(Entries supplied):

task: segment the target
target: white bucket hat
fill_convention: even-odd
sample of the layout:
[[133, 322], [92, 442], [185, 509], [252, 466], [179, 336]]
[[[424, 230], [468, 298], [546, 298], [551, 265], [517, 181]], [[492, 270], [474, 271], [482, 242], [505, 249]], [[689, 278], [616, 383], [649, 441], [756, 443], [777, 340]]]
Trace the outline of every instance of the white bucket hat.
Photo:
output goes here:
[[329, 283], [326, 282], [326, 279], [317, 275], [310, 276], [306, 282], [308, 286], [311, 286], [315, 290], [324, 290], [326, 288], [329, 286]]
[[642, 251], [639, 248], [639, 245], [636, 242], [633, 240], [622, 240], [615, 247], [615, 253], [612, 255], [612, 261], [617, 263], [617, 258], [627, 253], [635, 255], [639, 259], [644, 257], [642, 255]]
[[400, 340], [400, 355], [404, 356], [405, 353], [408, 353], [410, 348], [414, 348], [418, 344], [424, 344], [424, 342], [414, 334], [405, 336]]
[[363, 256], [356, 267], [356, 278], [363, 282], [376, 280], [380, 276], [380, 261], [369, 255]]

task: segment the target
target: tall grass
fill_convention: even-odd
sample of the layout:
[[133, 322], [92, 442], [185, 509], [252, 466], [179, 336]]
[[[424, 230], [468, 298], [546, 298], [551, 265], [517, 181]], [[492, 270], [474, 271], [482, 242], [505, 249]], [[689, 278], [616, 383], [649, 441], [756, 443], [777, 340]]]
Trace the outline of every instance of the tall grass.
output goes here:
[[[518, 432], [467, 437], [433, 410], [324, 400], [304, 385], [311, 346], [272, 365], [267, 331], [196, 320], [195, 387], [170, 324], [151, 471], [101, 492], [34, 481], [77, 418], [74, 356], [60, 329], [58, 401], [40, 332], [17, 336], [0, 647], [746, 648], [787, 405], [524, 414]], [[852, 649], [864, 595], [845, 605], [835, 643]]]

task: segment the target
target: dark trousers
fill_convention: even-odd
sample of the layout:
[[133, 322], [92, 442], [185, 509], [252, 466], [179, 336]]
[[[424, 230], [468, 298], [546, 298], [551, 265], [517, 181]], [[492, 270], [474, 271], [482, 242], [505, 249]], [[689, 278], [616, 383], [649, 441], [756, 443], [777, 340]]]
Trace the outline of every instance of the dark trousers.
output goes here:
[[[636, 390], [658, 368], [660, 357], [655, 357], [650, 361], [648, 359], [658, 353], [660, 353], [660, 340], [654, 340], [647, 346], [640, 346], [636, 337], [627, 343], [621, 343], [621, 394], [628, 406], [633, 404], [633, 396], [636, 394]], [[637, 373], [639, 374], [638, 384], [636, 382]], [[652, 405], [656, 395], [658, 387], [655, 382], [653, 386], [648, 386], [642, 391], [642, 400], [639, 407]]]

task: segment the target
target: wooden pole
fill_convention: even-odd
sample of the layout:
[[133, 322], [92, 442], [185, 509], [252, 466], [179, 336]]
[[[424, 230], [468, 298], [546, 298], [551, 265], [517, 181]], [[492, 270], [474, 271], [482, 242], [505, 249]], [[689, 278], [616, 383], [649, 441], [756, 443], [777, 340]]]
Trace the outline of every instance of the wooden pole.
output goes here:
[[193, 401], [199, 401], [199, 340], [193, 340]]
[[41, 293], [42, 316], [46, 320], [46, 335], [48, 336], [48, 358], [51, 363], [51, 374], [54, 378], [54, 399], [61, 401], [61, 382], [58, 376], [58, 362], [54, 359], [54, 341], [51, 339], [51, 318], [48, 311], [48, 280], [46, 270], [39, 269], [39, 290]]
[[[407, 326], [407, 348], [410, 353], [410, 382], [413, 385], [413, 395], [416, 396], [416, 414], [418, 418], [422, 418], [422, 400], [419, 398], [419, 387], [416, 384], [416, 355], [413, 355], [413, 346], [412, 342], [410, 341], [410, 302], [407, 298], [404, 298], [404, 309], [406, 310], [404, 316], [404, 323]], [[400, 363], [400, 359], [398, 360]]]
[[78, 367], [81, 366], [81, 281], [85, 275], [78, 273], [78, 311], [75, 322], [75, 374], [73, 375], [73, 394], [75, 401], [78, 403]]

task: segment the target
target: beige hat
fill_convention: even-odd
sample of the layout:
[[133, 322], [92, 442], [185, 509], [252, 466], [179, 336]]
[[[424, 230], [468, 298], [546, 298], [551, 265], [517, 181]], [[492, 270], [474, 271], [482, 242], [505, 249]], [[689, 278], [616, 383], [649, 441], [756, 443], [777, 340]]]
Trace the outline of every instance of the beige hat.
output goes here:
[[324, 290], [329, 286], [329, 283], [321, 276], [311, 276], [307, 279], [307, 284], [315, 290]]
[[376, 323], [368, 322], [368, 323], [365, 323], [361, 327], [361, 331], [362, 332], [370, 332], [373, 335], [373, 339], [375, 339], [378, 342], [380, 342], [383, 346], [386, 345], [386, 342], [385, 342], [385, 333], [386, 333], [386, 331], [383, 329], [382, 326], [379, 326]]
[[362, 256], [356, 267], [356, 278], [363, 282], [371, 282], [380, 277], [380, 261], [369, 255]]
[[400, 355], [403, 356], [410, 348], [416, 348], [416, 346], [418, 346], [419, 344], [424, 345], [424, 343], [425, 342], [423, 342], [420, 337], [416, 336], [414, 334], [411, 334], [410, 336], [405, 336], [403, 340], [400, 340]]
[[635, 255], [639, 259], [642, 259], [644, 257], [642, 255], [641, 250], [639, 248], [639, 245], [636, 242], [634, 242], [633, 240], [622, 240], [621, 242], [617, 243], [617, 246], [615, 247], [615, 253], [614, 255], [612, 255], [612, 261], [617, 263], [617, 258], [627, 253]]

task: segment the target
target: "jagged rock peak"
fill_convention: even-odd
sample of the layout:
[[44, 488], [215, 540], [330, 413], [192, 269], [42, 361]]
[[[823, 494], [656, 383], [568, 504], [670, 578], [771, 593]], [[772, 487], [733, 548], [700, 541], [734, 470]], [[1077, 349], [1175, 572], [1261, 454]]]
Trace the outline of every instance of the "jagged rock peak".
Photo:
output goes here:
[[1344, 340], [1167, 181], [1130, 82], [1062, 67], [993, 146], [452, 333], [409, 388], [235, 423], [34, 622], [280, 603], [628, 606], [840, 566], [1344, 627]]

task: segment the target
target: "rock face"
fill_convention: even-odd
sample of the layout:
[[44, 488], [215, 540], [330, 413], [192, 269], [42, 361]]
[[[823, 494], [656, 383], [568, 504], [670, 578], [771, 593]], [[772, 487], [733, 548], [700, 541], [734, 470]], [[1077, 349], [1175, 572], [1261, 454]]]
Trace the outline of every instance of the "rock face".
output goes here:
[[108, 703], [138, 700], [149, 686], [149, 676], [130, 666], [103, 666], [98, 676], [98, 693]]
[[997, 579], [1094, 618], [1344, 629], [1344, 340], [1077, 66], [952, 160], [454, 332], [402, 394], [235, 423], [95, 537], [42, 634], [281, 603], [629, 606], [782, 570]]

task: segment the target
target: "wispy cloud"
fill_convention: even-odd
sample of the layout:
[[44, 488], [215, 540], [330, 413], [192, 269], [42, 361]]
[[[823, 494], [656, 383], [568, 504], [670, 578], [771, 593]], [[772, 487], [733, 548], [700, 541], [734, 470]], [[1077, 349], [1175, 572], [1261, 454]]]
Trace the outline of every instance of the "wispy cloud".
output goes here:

(Exercise objective): Would you reproduce all the entries exactly?

(Completed task):
task: segment the target
target: white bucket hat
fill_convention: even-odd
sample of the layout:
[[133, 322], [92, 442], [185, 509], [252, 466], [179, 336]]
[[[424, 230], [468, 298], [546, 298], [551, 265], [517, 181]], [[492, 270], [474, 271], [482, 242], [505, 249]], [[689, 278], [616, 383], [649, 441], [756, 443], [777, 340]]]
Trace the outline of every instance of the white bucket hat.
Photo:
output goes here:
[[329, 283], [326, 282], [326, 279], [317, 275], [310, 276], [306, 282], [308, 286], [311, 286], [315, 290], [324, 290], [326, 288], [329, 286]]
[[642, 251], [639, 248], [639, 245], [636, 242], [633, 240], [622, 240], [615, 247], [615, 253], [612, 255], [612, 261], [617, 263], [617, 258], [627, 253], [635, 255], [639, 259], [644, 257], [642, 255]]
[[400, 340], [400, 355], [404, 356], [405, 353], [408, 353], [410, 348], [414, 348], [418, 344], [424, 344], [424, 342], [414, 334], [405, 336]]
[[363, 256], [356, 267], [356, 278], [363, 282], [376, 280], [380, 276], [380, 261], [369, 255]]

task: segment the target
target: tall grass
fill_convention: even-odd
sample of the layout:
[[133, 322], [92, 442], [185, 509], [252, 466], [179, 336]]
[[[424, 230], [468, 298], [546, 298], [551, 265], [517, 181]], [[492, 270], [474, 271], [482, 242], [505, 249]], [[689, 278], [616, 383], [649, 441], [756, 443], [777, 340]]]
Trace the outline of every instance of the tall grass.
output goes here:
[[[518, 432], [467, 437], [433, 410], [324, 400], [304, 385], [311, 346], [272, 365], [267, 331], [196, 320], [195, 387], [170, 324], [151, 471], [101, 492], [34, 481], [77, 418], [74, 356], [60, 329], [58, 401], [40, 332], [17, 336], [0, 647], [746, 648], [787, 405], [524, 414]], [[852, 649], [864, 595], [845, 605], [835, 643]]]

task: segment the target
target: dark trousers
fill_convention: even-odd
sample of the layout:
[[133, 322], [92, 442], [185, 509], [252, 466], [179, 336]]
[[[424, 230], [468, 298], [546, 298], [551, 265], [517, 181]], [[492, 270], [474, 271], [482, 242], [505, 249]], [[689, 278], [616, 383], [649, 441], [756, 443], [777, 340]]]
Trace the outline of every instance of the dark trousers.
output goes here:
[[[636, 390], [658, 368], [660, 357], [655, 357], [650, 361], [648, 359], [658, 353], [660, 353], [660, 340], [654, 340], [647, 346], [640, 346], [636, 337], [627, 343], [621, 343], [621, 394], [628, 406], [633, 404], [633, 396], [636, 394]], [[637, 373], [639, 374], [638, 384], [636, 382]], [[652, 405], [656, 395], [658, 387], [655, 382], [653, 386], [648, 386], [642, 391], [642, 400], [639, 407]]]

task: segment the target
target: wooden pole
fill_convention: even-odd
sample of the layout:
[[133, 322], [92, 442], [185, 509], [252, 466], [179, 336]]
[[[424, 230], [468, 298], [546, 298], [551, 265], [517, 181]], [[492, 270], [474, 271], [482, 242], [505, 249]], [[689, 278], [616, 383], [649, 441], [756, 443], [777, 340]]]
Trace the outline of every instance of the wooden pole.
output goes here:
[[193, 401], [199, 401], [199, 340], [193, 340]]
[[41, 293], [42, 316], [46, 320], [46, 335], [48, 336], [48, 358], [51, 363], [51, 374], [54, 378], [54, 399], [61, 401], [61, 382], [58, 376], [58, 362], [54, 359], [54, 341], [51, 339], [51, 318], [48, 311], [48, 280], [46, 270], [39, 269], [39, 290]]
[[[407, 326], [407, 348], [410, 353], [410, 382], [413, 385], [413, 395], [416, 396], [416, 414], [418, 418], [422, 418], [422, 400], [419, 398], [419, 387], [416, 384], [416, 355], [413, 355], [413, 346], [412, 342], [410, 341], [410, 302], [407, 298], [404, 298], [404, 309], [406, 310], [404, 316], [404, 323]], [[400, 363], [400, 359], [398, 360]]]
[[78, 367], [81, 366], [81, 281], [85, 275], [78, 273], [78, 311], [75, 322], [75, 374], [73, 375], [73, 394], [75, 401], [78, 403]]

task: segment the target
target: beige hat
fill_convention: even-odd
sample of the layout:
[[133, 322], [92, 442], [185, 509], [252, 466], [179, 336]]
[[[424, 230], [468, 298], [546, 298], [551, 265], [517, 181]], [[492, 270], [474, 271], [482, 242], [505, 249]], [[689, 278], [616, 383], [649, 441], [756, 443], [777, 340]]]
Trace the outline of every instance of the beige hat.
output goes here:
[[324, 290], [329, 286], [329, 283], [321, 276], [311, 276], [307, 279], [307, 284], [315, 290]]
[[376, 323], [368, 322], [368, 323], [365, 323], [361, 327], [361, 331], [362, 332], [370, 332], [373, 335], [373, 339], [375, 339], [378, 342], [380, 342], [383, 346], [386, 345], [386, 342], [385, 342], [385, 333], [386, 333], [386, 331], [383, 329], [382, 326], [379, 326]]
[[362, 256], [356, 267], [356, 278], [363, 282], [371, 282], [380, 277], [380, 261], [369, 255]]
[[400, 355], [403, 356], [410, 348], [416, 348], [416, 346], [418, 346], [419, 344], [424, 345], [424, 343], [425, 342], [423, 342], [420, 337], [416, 336], [414, 334], [411, 334], [410, 336], [405, 336], [403, 340], [400, 340]]
[[635, 255], [639, 259], [642, 259], [644, 257], [642, 255], [641, 250], [639, 248], [639, 245], [636, 242], [634, 242], [633, 240], [622, 240], [621, 242], [617, 243], [617, 246], [615, 247], [615, 253], [614, 255], [612, 255], [612, 261], [617, 263], [617, 258], [627, 253]]

task: segment the target
target: "jagged rock peak"
fill_convention: even-odd
sample of the layout:
[[44, 488], [215, 540], [330, 413], [192, 269], [42, 361]]
[[[823, 494], [656, 383], [568, 504], [670, 578], [771, 593]], [[772, 487], [733, 548], [700, 541], [734, 470]], [[1077, 349], [1175, 572], [1261, 454]]]
Trace the outline of every instance of the "jagged rock peak".
Photo:
output goes here:
[[1344, 340], [1167, 181], [1130, 82], [1062, 67], [993, 146], [452, 333], [409, 388], [235, 423], [34, 622], [280, 603], [628, 606], [840, 566], [1344, 627]]

task: segment the target
target: "rock face"
fill_convention: even-odd
sample of the layout:
[[44, 488], [215, 540], [330, 413], [192, 269], [42, 361]]
[[[823, 494], [656, 383], [568, 504], [670, 578], [771, 593]], [[772, 487], [733, 548], [700, 541], [734, 470]], [[1077, 349], [1175, 572], [1261, 454]]]
Trace the outline of every instance of the "rock face".
output goes here:
[[108, 703], [138, 700], [149, 686], [149, 676], [130, 666], [103, 666], [98, 676], [98, 693]]
[[997, 579], [1094, 618], [1344, 629], [1344, 340], [1077, 66], [952, 160], [454, 332], [402, 394], [235, 423], [95, 537], [42, 634], [281, 603], [629, 606], [782, 570]]

task: segment the target
target: "wispy cloud"
fill_convention: even-odd
sample of the layout:
[[44, 488], [215, 540], [330, 413], [192, 269], [42, 361]]
[[[823, 494], [656, 383], [568, 504], [670, 578], [771, 593]], [[772, 487], [733, 548], [700, 541], [734, 470]], [[1077, 349], [1175, 572], [1261, 454]]]
Trace the outline of every instance of the "wispy cloud".
output goes here:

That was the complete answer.